→ **WHAT TO DO**
Write out the records word for word, with no pictures.

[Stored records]
+ + + + +
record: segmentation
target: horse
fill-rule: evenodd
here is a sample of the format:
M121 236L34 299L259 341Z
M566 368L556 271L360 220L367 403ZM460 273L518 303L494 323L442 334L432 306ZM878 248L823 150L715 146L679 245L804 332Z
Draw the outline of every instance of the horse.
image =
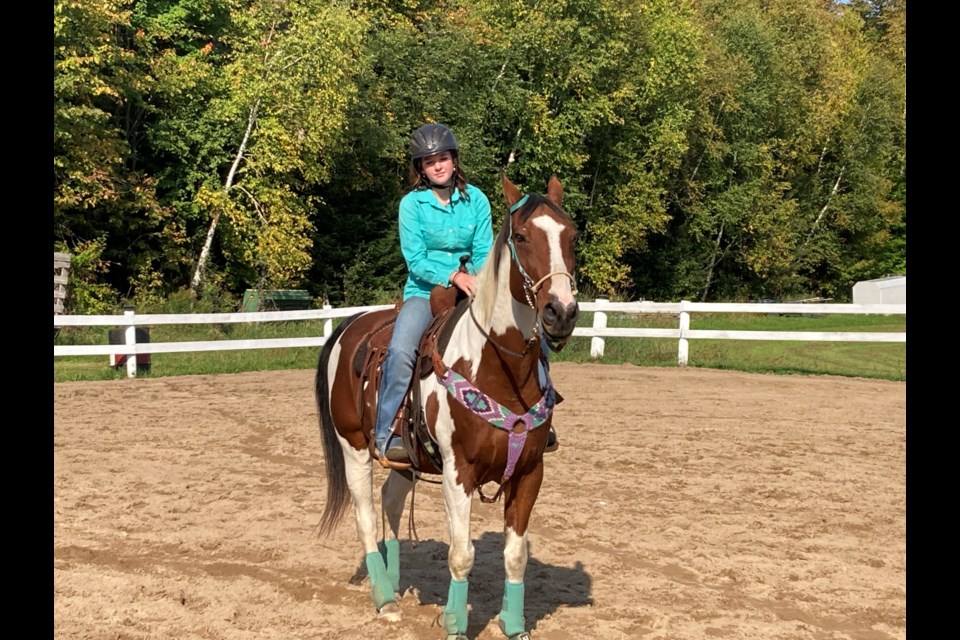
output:
M378 363L371 354L383 353L397 310L360 312L338 325L322 347L315 379L327 480L319 535L332 532L352 498L371 598L382 619L402 619L397 535L406 497L421 474L441 476L449 529L450 584L442 614L447 640L467 638L475 491L485 502L503 498L506 577L498 625L510 640L530 638L523 614L528 527L558 397L545 351L563 347L579 316L577 230L562 208L563 185L551 176L544 196L522 195L503 173L501 183L507 211L473 296L435 318L432 340L427 330L421 342L421 358L431 352L426 373L415 371L394 422L394 428L405 426L412 469L379 460L391 468L381 487L382 542L372 475ZM410 435L416 424L419 439ZM499 483L493 498L482 493L490 482Z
+ + + + +
→ **SOLUTION FOR THIS PROBLEM**
record: segmentation
target: horse
fill-rule: evenodd
here is a sample of the format:
M121 236L34 299L259 341Z
M566 368L556 271L360 220L367 403ZM460 273L518 303L494 323L442 334L432 306ZM878 248L823 150L715 146L679 245L804 332Z
Draw the outline of every instance of the horse.
image =
output:
M378 363L371 354L383 353L397 310L360 312L338 325L322 347L315 379L327 480L319 535L332 532L352 498L371 598L382 619L402 619L397 535L406 497L421 474L441 476L449 529L450 584L442 614L447 640L467 638L475 491L485 502L503 498L506 577L498 625L510 640L530 638L523 614L528 527L558 397L545 351L563 347L579 316L577 230L562 208L563 185L551 176L544 196L522 195L503 173L501 183L507 211L473 296L435 318L432 340L427 330L421 342L421 358L431 352L426 373L415 371L394 422L394 428L405 426L412 469L379 460L391 468L381 487L382 542L372 475ZM410 435L416 424L419 439ZM499 483L493 498L482 493L490 482Z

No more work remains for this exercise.